------ Given records ------

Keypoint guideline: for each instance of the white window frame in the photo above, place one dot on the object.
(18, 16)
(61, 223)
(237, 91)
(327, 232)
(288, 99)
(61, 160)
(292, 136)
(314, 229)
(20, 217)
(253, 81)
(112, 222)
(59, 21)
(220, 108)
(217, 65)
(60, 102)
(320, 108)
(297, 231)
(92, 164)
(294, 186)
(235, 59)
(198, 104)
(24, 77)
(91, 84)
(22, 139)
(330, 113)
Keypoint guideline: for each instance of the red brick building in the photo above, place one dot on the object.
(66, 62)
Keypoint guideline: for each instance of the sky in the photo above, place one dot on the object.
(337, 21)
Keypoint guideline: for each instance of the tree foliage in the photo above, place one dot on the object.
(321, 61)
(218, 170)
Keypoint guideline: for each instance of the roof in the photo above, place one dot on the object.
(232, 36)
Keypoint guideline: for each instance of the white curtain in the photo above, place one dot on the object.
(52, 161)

------

▶ [Work required] Please turn the listing above into a numbered list, one item per line, leaving out any blank lines.

▶ [Reply to the exercise]
1. Keypoint guideline: for each instance of the white window frame in the photo above, place one dot on the object.
2. (18, 16)
3. (61, 223)
4. (237, 91)
5. (327, 232)
6. (288, 99)
7. (61, 160)
8. (292, 136)
9. (314, 229)
10. (20, 217)
11. (253, 81)
12. (112, 222)
13. (59, 21)
14. (220, 108)
15. (217, 65)
16. (60, 102)
17. (320, 108)
18. (297, 231)
19. (92, 164)
20. (294, 186)
21. (235, 59)
22. (198, 104)
23. (24, 77)
24. (91, 84)
25. (22, 139)
26. (330, 113)
27. Keypoint guideline: for each instance of the red brick building in the photo above, place one dot on the object.
28. (66, 62)
29. Keypoint guideline: for each instance of the sky in the photo above, place one dot on the object.
30. (337, 21)
31. Keypoint guideline: for each instance of the tree foliage in the photo above, place one dot on the object.
32. (321, 61)
33. (218, 170)
34. Keypoint guideline: for each instance of the roof in the photo above, place one dot on the object.
35. (232, 36)
36. Keypoint guideline: for each instance of the white curtain in the photo above, place one dot on the object.
37. (52, 161)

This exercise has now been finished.